**DATA LINES:**
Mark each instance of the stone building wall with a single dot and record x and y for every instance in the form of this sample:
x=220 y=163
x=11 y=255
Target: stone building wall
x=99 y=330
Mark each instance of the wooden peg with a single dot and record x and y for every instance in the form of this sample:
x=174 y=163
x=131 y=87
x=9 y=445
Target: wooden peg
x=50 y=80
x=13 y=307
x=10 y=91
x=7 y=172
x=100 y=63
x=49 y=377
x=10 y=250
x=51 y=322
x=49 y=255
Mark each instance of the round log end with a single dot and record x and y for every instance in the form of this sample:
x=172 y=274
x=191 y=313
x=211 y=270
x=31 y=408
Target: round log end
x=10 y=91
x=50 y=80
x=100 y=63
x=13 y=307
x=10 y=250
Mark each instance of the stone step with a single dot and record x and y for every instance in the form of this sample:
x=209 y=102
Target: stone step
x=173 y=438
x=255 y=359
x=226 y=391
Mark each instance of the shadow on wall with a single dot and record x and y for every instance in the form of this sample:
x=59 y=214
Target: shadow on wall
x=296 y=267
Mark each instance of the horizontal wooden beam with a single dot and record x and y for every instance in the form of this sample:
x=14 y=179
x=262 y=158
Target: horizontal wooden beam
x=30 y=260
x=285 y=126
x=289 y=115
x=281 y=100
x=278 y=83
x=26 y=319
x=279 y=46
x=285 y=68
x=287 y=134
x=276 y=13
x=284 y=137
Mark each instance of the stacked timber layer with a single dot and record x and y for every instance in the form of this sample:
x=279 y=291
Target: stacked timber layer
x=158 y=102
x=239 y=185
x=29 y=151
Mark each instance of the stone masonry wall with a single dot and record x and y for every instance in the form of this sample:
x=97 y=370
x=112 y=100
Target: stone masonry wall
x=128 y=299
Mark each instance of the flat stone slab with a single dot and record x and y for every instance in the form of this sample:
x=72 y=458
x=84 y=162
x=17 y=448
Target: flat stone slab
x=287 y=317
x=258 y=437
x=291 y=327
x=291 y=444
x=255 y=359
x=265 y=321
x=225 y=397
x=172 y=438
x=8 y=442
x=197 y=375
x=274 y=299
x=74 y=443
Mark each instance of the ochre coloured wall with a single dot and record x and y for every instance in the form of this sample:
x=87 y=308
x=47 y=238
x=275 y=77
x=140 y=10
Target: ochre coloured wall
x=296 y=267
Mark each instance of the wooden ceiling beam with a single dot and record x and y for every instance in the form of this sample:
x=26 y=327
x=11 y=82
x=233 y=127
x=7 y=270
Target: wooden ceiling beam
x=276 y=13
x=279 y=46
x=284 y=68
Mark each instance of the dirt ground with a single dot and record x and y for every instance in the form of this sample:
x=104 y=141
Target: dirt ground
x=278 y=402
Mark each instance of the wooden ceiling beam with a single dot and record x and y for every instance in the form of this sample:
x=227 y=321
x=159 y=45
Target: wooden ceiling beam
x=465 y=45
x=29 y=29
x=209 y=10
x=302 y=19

**PROBLEM TO WORK ON:** Restate the listing in full, word for word.

**SOLUTION FOR THIS PROBLEM:**
Mark each instance of the stone building wall with a single dot and record x and y for every instance in the form of this sample:
x=220 y=163
x=11 y=255
Target: stone building wall
x=99 y=330
Mark each instance of the wooden peg with a single dot and record x and y for every instance in the form of this sample:
x=174 y=163
x=131 y=87
x=9 y=445
Target: wooden peg
x=50 y=80
x=13 y=307
x=10 y=91
x=7 y=172
x=100 y=63
x=49 y=377
x=10 y=250
x=51 y=322
x=49 y=255
Mark each instance of the round log end with a single dot and record x and y for every instance in the form of this sample:
x=172 y=274
x=191 y=313
x=211 y=270
x=31 y=408
Target: round log end
x=10 y=91
x=50 y=80
x=100 y=63
x=13 y=307
x=10 y=250
Mark each instance of the stone step with a single dot and record x and y for every instance in the form of this sample:
x=209 y=102
Target: stone step
x=173 y=438
x=255 y=359
x=226 y=391
Mark each instance of the shadow on wall with a single dot and record x and y for every instance in the form of this sample:
x=59 y=214
Target: shadow on wall
x=296 y=267
Mark each instance of the horizontal wooden beam with a single dot and record x and y for every instance in the form of this sample:
x=14 y=179
x=262 y=158
Target: horizontal wooden beam
x=30 y=260
x=285 y=126
x=289 y=115
x=281 y=100
x=278 y=83
x=26 y=319
x=279 y=46
x=285 y=68
x=287 y=134
x=276 y=13
x=284 y=137
Mark each instance of the stacked timber layer with a single dot and record x and y for every instance in the form of this sample:
x=279 y=291
Target: stacked timber layer
x=158 y=102
x=239 y=185
x=29 y=151
Mark each instance of the stone masonry wall with a single dot and record x and y for every instance in the form of this sample:
x=97 y=370
x=112 y=100
Target: stone masonry wall
x=128 y=299
Mark each instance of the flat stone slab with a single dot and record x and y for every instance in the form of this sample:
x=72 y=458
x=84 y=162
x=17 y=448
Target: flat stone slab
x=287 y=317
x=258 y=437
x=291 y=327
x=291 y=444
x=255 y=359
x=265 y=321
x=225 y=397
x=172 y=438
x=8 y=442
x=197 y=375
x=274 y=299
x=74 y=443
Mark each instance of the ochre coloured wall with a single dot and record x and y for every instance in the form of this sample:
x=87 y=308
x=47 y=238
x=275 y=77
x=140 y=10
Target: ochre coloured wall
x=296 y=267
Mark each instance of the wooden ceiling beam with a single dot and record x and y for every instance in the form of this sample:
x=26 y=327
x=11 y=82
x=233 y=127
x=7 y=270
Target: wooden ceiling beam
x=276 y=13
x=279 y=46
x=284 y=68
Mark each instance of the dirt ground with a single dot and record x and y for every instance in the form of this sample:
x=104 y=141
Target: dirt ground
x=278 y=402
Mark each instance of the wooden ceiling beam with a single dot and record x and y for every instance in the form of this sample:
x=227 y=321
x=159 y=45
Target: wooden ceiling beam
x=465 y=45
x=29 y=29
x=209 y=10
x=302 y=19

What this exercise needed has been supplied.